*Given records*
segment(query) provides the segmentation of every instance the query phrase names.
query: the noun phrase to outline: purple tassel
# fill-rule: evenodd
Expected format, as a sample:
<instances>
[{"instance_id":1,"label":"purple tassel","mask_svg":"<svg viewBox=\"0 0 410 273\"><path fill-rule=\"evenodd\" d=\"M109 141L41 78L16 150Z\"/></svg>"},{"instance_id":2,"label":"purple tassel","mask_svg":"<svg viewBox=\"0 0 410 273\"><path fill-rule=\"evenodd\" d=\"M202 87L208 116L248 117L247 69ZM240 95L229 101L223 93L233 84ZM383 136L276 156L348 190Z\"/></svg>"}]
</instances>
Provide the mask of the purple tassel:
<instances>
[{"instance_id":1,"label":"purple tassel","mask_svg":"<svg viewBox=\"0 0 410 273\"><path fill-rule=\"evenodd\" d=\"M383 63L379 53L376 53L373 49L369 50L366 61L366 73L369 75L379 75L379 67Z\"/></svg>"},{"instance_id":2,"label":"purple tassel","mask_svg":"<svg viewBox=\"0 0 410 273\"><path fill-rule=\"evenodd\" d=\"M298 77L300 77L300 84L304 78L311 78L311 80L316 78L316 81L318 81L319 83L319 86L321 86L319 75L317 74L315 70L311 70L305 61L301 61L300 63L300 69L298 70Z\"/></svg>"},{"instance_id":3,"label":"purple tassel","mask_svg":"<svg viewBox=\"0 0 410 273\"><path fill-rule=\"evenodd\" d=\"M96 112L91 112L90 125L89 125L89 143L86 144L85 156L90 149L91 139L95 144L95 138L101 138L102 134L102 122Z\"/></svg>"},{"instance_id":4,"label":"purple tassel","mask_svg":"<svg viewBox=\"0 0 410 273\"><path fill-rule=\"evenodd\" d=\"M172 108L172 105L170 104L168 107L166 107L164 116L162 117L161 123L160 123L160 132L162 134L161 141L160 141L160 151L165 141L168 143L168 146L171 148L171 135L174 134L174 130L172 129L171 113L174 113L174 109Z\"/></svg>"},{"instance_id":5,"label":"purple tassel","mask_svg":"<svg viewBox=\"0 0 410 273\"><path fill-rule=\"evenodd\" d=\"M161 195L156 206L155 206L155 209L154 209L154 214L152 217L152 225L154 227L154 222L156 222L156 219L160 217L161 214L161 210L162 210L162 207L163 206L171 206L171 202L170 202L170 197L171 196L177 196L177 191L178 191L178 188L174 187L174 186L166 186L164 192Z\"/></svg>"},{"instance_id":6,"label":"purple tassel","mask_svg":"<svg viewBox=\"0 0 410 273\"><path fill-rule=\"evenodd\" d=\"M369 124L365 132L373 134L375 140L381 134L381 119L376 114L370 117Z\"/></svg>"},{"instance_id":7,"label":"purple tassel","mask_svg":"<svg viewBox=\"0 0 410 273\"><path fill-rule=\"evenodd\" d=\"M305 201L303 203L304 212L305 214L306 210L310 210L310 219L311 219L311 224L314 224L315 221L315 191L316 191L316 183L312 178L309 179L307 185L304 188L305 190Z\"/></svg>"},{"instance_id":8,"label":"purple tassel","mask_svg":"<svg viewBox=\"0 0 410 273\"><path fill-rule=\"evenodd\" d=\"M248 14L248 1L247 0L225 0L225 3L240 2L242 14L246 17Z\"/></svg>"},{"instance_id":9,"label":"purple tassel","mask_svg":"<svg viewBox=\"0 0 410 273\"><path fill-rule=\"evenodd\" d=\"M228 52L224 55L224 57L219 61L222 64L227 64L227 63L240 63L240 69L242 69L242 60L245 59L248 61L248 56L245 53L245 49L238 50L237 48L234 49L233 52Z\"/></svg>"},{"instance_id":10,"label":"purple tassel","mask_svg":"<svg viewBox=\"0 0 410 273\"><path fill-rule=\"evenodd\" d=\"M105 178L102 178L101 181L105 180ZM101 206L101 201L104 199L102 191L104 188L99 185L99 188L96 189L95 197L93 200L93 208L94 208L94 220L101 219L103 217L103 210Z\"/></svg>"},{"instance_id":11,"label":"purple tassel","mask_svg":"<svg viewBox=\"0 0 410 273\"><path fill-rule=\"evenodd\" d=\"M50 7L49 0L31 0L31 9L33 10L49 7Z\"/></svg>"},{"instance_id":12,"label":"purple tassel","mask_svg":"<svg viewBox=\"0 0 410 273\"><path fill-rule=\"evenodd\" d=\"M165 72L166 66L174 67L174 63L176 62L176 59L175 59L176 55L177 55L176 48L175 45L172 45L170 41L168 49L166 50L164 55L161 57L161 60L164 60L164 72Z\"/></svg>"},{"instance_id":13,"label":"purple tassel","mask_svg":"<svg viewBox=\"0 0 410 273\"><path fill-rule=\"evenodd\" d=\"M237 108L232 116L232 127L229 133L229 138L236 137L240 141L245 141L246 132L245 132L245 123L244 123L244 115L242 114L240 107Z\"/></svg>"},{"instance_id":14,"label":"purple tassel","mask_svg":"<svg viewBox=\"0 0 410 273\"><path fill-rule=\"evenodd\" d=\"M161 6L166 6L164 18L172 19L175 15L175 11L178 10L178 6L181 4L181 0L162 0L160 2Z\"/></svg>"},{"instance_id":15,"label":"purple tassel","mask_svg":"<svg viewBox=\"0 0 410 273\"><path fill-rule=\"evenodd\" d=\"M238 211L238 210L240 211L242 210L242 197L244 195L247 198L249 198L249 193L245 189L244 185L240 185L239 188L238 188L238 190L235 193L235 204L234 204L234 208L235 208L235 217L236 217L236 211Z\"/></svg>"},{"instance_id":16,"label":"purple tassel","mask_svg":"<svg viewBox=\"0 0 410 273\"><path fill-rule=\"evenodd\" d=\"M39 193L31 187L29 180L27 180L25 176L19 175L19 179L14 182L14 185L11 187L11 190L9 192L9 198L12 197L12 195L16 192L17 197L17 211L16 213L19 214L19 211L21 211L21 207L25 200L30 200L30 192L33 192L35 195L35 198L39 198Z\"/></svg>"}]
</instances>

*The task*
How many lines in the records above contain the string "query"? Case counts. Reply with the number alone.

*Task result*
2